- _What you have to do_
Format the lines below as a numbered list, leaving out any blank lines.

- _Input material_
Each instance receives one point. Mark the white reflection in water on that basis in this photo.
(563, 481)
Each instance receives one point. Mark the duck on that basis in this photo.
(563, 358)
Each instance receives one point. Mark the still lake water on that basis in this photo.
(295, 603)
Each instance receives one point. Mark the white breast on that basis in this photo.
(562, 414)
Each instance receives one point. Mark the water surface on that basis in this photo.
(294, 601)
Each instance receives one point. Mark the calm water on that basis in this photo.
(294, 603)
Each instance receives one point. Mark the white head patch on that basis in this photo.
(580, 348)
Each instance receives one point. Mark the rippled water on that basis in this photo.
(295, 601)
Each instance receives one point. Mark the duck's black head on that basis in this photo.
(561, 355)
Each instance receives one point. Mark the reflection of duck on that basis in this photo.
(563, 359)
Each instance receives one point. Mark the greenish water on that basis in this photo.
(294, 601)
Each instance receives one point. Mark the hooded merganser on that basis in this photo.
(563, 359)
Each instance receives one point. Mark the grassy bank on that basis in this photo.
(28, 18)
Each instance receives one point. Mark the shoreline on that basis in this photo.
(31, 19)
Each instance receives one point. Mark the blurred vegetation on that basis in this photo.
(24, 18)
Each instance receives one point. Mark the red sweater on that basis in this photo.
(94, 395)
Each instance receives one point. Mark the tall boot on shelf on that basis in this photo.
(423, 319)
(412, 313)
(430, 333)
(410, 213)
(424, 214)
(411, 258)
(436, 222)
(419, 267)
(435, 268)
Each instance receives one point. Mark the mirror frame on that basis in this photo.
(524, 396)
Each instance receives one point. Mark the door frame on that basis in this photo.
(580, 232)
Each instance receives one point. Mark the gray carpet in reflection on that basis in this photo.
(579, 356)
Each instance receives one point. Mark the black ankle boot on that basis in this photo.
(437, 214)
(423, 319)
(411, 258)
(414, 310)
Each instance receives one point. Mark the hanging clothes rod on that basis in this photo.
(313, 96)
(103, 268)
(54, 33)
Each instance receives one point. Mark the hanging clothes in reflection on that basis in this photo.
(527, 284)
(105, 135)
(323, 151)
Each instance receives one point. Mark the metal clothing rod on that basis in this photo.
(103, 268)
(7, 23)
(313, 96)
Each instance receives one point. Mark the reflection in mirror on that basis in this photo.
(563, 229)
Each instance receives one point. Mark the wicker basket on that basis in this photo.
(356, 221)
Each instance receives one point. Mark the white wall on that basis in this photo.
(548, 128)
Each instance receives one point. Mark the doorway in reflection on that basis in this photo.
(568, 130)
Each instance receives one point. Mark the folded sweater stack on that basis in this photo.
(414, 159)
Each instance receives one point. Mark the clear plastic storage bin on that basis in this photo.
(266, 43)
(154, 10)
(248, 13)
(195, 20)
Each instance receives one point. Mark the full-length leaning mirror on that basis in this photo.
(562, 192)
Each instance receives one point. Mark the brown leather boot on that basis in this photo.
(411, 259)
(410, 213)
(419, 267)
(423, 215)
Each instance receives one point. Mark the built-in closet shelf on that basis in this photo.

- _Solution below_
1. Each instance receives one point. Mark the white reflection in water on that basis in this photo.
2. (563, 481)
3. Each instance receives one point. Mark the duck on that basis in this photo.
4. (563, 358)
5. Each instance receives one point. Mark the still lake water on that basis in this photo.
6. (295, 603)
7. Each instance receives one point. Mark the white breast on that basis in this photo.
8. (562, 414)
9. Each instance receives one point. Mark the water surface on that basis in this photo.
10. (294, 601)
11. Each instance receives one point. Mark the calm water on that basis in this photo.
12. (294, 603)
13. Each instance receives one point. Mark the white head patch on that basis in this photo.
14. (580, 348)
15. Each instance receives one point. Mark the rippled water on that basis in this photo.
16. (295, 601)
17. Each instance receives one point. Mark the duck's black head on that basis in this photo.
18. (561, 355)
19. Each instance receives one point. Mark the reflection of duck on that basis in this photo.
20. (563, 359)
21. Each instance receives one point. Mark the greenish water on that basis in this photo.
22. (294, 601)
23. Each instance receives one point. Mark the hooded merganser on that basis in this photo.
24. (563, 359)
25. Each instance receives one point. Mark the grassy bank on that basis in this photo.
26. (28, 18)
27. Each instance receives one point. Mark the shoreline on that basis in this photo.
28. (31, 19)
29. Each instance receives one point. Mark the blurred vegetation on that basis in this photo.
30. (24, 18)
31. Each instance receives one point. Mark the red sweater on that basis in this photo.
32. (94, 395)
33. Each instance receives one point. Mark the tall boot on shelf on that basis in this photo.
34. (423, 319)
35. (412, 313)
36. (430, 333)
37. (410, 213)
38. (424, 214)
39. (411, 258)
40. (436, 222)
41. (419, 267)
42. (435, 268)
43. Each instance receives one point. Mark the mirror frame on that basis in this photo.
44. (524, 396)
45. Each instance receives one point. Mark the door frame on that basis in this photo.
46. (580, 232)
47. Each instance receives one point. Mark the gray carpet in reflection on that basis in this photo.
48. (579, 356)
49. Each instance receives one point. Mark the black ankle boot on that basis in this photo.
50. (437, 214)
51. (423, 319)
52. (411, 258)
53. (414, 310)
54. Each instance receives one point. Mark the hanging clothes rod on that basis in this photo.
55. (313, 96)
56. (103, 268)
57. (54, 33)
58. Each instance receives one point. Mark the hanging clothes in reflection on that basis in this photo.
59. (527, 284)
60. (105, 135)
61. (323, 151)
62. Each instance receives one point. Mark the metal clothing rod on that basis in this photo.
63. (103, 268)
64. (7, 23)
65. (313, 96)
66. Each instance receives one point. Mark the reflection in mirror on that basis in this photo.
67. (563, 229)
68. Each instance receives one point. Mark the wicker basket on that basis in this photo.
69. (356, 221)
70. Each instance receives one point. Mark the white wall on that basis in this photo.
71. (548, 128)
72. Each instance receives one point. Mark the doorway in reflection on that basis in this photo.
73. (568, 130)
74. Each instance receives one point. Mark the folded sweater stack on that basis in this photo.
75. (414, 159)
76. Each instance receives one point. Mark the clear plastic storage bin on that basis in this photo.
77. (266, 43)
78. (154, 10)
79. (248, 13)
80. (195, 20)
81. Each instance receives one point. Mark the full-length leaning mirror on that basis in this photo.
82. (562, 192)
83. Each instance receives one point. Mark the brown leather boot on that basis in this photo.
84. (411, 259)
85. (410, 213)
86. (419, 267)
87. (423, 215)
88. Each instance receives one point. Mark the built-in closet shelf on that basis in this photo.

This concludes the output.